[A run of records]
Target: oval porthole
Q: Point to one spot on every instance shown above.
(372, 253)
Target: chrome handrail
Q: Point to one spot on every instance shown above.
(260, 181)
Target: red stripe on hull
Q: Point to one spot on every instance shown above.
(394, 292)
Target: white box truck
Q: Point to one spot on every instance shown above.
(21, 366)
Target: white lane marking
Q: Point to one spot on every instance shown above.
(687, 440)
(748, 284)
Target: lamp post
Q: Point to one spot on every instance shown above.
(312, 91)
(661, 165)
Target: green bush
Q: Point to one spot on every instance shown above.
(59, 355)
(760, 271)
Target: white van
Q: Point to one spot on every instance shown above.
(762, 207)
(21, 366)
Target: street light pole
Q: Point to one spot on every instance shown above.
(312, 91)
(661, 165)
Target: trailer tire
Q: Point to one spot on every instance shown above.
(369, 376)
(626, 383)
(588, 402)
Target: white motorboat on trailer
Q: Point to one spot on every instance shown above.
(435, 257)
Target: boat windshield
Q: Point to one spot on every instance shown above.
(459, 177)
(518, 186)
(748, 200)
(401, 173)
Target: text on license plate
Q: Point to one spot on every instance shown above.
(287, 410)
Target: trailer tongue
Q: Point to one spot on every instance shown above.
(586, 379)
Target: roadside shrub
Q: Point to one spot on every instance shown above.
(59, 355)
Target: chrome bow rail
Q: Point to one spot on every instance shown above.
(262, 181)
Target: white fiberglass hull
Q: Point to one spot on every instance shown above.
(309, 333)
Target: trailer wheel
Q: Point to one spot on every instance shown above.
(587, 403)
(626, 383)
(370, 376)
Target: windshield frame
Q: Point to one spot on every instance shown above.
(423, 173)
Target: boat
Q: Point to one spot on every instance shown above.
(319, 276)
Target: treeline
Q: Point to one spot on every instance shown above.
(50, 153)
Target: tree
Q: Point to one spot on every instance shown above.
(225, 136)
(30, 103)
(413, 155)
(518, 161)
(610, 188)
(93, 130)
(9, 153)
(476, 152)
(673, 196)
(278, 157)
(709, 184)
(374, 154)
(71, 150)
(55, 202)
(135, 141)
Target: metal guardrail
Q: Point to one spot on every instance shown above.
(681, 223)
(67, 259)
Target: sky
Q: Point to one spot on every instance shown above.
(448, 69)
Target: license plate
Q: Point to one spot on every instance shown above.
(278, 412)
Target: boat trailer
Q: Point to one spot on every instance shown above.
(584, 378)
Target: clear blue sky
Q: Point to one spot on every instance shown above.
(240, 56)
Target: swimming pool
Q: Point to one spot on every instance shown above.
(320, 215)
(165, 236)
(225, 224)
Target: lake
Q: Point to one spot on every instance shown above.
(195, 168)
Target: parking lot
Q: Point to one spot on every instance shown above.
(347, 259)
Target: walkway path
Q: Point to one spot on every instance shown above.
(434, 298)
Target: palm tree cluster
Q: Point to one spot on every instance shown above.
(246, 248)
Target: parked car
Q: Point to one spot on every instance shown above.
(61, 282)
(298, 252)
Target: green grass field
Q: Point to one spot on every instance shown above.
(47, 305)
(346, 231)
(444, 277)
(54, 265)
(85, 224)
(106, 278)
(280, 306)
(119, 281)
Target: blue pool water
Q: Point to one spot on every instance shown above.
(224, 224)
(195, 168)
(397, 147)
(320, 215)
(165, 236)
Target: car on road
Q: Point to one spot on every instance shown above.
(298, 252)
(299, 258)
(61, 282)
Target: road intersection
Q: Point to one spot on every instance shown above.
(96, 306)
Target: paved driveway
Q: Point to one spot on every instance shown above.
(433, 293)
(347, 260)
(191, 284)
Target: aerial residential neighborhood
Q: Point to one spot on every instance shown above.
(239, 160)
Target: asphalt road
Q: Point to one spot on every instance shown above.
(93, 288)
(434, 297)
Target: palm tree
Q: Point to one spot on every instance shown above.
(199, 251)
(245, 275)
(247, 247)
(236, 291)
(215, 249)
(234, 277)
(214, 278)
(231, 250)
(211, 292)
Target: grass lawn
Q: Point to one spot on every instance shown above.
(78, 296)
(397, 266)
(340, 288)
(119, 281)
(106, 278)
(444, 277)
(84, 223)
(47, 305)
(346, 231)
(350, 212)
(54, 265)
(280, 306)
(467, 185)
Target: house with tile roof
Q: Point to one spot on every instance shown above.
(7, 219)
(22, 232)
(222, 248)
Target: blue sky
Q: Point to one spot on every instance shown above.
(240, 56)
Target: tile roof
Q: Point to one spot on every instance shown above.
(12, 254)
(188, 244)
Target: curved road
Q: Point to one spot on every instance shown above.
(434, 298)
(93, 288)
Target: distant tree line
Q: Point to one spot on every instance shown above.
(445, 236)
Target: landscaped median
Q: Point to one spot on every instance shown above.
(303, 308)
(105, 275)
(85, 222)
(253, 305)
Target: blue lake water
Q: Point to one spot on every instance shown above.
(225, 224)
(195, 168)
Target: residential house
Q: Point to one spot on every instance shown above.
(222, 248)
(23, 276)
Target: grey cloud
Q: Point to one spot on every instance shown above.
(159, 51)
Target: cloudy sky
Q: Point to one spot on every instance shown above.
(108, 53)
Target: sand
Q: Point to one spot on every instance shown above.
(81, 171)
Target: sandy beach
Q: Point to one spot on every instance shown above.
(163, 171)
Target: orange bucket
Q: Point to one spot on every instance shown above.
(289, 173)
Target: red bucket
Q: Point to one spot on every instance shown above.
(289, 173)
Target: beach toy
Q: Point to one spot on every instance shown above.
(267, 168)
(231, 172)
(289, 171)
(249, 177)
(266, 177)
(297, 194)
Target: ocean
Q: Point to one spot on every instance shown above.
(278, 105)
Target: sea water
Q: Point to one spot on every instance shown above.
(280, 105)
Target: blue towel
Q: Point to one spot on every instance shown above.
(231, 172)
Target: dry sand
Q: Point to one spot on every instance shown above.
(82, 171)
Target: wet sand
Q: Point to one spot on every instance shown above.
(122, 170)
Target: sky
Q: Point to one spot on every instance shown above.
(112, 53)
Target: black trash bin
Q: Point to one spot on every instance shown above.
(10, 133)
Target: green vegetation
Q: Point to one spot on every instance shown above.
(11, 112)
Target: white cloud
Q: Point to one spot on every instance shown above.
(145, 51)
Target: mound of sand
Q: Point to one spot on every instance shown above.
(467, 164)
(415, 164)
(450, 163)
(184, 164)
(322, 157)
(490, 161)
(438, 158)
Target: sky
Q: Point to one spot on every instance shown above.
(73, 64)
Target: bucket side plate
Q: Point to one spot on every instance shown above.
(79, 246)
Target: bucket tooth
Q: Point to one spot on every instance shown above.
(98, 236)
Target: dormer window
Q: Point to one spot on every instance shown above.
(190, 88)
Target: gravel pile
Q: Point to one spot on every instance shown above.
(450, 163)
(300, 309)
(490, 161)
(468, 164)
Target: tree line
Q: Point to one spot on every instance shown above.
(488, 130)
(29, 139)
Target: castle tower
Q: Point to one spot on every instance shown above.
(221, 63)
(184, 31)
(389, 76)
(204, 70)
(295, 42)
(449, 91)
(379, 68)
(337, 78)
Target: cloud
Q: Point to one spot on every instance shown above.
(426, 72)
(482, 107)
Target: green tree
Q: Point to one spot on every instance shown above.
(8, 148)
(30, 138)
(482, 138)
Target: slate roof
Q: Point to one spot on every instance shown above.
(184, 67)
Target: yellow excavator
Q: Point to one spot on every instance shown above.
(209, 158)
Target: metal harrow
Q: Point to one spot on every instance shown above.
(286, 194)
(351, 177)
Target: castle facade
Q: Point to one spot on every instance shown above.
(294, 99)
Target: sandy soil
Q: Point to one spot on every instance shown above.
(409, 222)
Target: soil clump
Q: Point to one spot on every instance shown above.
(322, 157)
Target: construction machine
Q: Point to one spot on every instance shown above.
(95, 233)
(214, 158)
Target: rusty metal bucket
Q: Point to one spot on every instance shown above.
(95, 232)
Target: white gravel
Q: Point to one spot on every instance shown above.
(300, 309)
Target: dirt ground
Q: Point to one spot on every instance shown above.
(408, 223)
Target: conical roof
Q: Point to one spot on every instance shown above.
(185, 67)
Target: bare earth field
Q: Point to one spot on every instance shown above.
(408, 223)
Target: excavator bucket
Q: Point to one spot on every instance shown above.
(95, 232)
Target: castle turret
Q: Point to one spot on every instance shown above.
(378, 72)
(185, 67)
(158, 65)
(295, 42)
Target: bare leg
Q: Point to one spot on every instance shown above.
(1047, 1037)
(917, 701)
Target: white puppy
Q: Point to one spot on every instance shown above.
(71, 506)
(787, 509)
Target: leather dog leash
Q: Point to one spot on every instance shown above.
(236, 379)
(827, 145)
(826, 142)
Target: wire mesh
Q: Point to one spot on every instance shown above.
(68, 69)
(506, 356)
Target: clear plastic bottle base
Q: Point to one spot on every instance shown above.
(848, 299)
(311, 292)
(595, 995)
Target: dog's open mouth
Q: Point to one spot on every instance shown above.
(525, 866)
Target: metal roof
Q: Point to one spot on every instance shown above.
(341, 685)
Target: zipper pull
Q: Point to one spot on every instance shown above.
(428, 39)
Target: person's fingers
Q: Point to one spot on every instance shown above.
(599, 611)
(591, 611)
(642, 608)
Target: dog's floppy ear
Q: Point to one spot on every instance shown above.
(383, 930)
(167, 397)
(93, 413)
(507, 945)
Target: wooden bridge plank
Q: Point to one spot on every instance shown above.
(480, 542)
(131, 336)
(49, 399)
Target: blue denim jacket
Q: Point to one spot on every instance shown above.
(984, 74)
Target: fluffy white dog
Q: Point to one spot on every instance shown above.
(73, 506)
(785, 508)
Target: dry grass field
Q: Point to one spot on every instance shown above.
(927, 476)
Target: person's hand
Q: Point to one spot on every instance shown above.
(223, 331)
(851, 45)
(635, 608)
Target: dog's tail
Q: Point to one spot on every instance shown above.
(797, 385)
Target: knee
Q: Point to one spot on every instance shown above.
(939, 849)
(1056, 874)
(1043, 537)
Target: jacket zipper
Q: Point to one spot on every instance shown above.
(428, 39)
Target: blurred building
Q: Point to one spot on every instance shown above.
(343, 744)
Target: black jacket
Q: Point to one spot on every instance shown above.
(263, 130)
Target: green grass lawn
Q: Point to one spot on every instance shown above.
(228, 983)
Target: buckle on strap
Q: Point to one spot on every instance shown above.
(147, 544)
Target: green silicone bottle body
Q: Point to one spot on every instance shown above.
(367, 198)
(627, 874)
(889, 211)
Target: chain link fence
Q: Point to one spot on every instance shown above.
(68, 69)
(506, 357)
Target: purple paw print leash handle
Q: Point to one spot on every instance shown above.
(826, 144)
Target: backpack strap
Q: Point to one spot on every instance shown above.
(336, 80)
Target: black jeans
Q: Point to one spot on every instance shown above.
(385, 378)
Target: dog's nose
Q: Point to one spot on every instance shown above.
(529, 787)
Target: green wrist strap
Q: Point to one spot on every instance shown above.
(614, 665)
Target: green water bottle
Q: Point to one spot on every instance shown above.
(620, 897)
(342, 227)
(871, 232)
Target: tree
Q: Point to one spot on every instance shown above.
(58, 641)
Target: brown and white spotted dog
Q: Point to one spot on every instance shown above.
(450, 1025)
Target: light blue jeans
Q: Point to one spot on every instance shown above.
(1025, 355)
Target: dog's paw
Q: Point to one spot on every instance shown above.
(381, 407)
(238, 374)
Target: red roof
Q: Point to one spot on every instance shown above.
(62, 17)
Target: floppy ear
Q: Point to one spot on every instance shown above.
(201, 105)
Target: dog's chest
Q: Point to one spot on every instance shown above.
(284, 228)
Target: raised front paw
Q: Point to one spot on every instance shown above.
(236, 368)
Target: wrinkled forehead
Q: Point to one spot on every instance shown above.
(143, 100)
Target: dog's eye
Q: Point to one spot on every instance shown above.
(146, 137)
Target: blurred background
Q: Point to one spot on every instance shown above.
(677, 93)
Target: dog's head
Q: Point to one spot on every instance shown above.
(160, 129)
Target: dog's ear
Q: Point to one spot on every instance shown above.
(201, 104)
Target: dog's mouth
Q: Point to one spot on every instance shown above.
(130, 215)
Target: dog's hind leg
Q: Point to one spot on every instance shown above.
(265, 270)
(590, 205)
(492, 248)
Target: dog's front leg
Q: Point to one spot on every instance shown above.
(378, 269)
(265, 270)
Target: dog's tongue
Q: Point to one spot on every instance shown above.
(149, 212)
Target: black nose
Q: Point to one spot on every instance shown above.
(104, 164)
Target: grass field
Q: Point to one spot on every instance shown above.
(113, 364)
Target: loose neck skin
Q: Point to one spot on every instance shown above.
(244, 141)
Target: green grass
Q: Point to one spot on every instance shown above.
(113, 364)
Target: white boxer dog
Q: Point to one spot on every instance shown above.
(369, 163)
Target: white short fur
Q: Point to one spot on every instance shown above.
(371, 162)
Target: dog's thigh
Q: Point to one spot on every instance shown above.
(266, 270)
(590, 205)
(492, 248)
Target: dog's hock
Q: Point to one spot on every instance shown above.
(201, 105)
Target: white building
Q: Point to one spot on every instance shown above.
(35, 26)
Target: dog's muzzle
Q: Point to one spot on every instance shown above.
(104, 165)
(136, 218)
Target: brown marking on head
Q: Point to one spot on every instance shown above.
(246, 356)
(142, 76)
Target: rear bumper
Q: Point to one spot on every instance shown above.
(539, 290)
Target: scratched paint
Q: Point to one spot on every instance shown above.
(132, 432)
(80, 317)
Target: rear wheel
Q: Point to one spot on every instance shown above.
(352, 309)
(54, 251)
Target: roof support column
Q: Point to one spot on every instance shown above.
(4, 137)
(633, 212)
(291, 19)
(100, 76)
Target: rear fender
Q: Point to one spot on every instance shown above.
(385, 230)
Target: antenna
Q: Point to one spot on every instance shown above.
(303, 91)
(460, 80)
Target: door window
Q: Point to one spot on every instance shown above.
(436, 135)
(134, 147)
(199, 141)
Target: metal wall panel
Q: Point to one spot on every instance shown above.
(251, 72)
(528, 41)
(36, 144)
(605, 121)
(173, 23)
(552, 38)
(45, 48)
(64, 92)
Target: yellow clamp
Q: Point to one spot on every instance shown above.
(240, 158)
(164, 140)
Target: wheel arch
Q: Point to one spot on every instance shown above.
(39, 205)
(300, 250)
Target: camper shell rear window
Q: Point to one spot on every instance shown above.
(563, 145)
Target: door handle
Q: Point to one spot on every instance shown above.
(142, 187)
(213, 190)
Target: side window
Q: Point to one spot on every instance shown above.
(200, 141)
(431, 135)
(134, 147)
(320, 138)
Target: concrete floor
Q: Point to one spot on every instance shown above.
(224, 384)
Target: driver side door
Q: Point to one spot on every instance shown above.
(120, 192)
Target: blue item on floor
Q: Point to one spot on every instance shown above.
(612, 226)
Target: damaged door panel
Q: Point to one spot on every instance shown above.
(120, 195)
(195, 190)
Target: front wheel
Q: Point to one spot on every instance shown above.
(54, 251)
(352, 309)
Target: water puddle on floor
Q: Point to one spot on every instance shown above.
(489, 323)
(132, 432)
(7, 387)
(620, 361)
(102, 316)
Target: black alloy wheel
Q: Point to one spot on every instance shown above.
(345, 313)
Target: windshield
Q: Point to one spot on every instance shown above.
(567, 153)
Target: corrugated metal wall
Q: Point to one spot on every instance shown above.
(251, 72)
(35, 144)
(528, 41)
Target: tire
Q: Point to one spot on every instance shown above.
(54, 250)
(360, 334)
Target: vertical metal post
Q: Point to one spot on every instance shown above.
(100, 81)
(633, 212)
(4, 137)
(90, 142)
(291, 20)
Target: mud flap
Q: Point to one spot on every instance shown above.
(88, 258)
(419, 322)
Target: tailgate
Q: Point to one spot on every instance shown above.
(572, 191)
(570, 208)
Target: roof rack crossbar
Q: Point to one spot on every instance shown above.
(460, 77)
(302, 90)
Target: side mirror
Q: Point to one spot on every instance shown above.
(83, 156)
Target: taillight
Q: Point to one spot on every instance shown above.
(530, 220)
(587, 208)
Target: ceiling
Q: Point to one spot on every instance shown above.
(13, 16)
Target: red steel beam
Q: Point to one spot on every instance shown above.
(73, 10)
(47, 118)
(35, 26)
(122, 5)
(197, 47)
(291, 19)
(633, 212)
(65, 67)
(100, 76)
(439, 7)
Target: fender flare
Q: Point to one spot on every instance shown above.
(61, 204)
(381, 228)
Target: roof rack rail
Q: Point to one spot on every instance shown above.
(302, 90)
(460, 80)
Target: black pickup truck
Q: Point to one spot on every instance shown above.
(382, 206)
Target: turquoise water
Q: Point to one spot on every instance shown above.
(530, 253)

**WHAT THIS TASK INVOLVES:**
In the listing above, find the line containing "Target: concrete floor", then reproduce it and each line after it through the end, exactly and with nothing added.

**WORKED ANSWER:**
Target: concrete floor
Q: Point to one spot on every instance shown above.
(224, 384)
Target: driver side door
Q: Point to one spot on every instance shown above.
(120, 192)
Target: blue item on floor
Q: Point to one spot on every instance shown above.
(612, 226)
Target: damaged door panel
Q: Point to one spot on every instance shown above.
(120, 195)
(195, 190)
Target: front wheel
Q: Point to one spot on every instance shown above.
(54, 251)
(352, 309)
Target: water puddle on floor
Q: Point to one spot on every instance shown above.
(489, 323)
(132, 432)
(7, 387)
(620, 361)
(102, 316)
Target: black alloy wheel
Q: Point to one spot on every instance shown above.
(345, 313)
Target: windshield
Q: Point to one spot on every instance shown above.
(567, 153)
Target: corrugated metal wall
Q: Point to one spot on every instance shown above.
(251, 72)
(35, 144)
(528, 41)
Target: tire
Q: Point to one spot on every instance shown above.
(54, 250)
(360, 334)
Target: vertical metal post
Q: Point to one spot on every instance shown above.
(100, 81)
(633, 212)
(4, 137)
(90, 142)
(291, 20)
Target: mud flap
Q: Point to one spot on every instance shown above.
(88, 258)
(419, 322)
Target: tailgate
Q: Point to one spot on every instance shown above.
(572, 191)
(570, 208)
Target: roof rack crossbar
Q: Point to one spot on every instance shown above.
(460, 77)
(302, 90)
Target: side mirror
Q: Point to one spot on every instance shown above.
(83, 156)
Target: taillight
Q: Point to one spot on every instance shown above.
(530, 220)
(587, 208)
Target: ceiling
Q: Point to one spot on every instance shown above.
(13, 16)
Target: red steel beam
Q: Point to one spot on every instance shown above.
(73, 10)
(47, 118)
(35, 26)
(122, 5)
(197, 47)
(291, 19)
(633, 212)
(65, 67)
(100, 76)
(439, 7)
Target: fender flare
Q: Point to one spot on every instance shown above.
(61, 204)
(381, 228)
Target: roof rack rail
Q: Point to one spot on every instance shown above.
(302, 90)
(460, 80)
Target: black pickup truck
Q: Point to one spot on every instance shown above.
(382, 206)
Target: turquoise water
Q: Point to one spot on every instance shown above.
(530, 253)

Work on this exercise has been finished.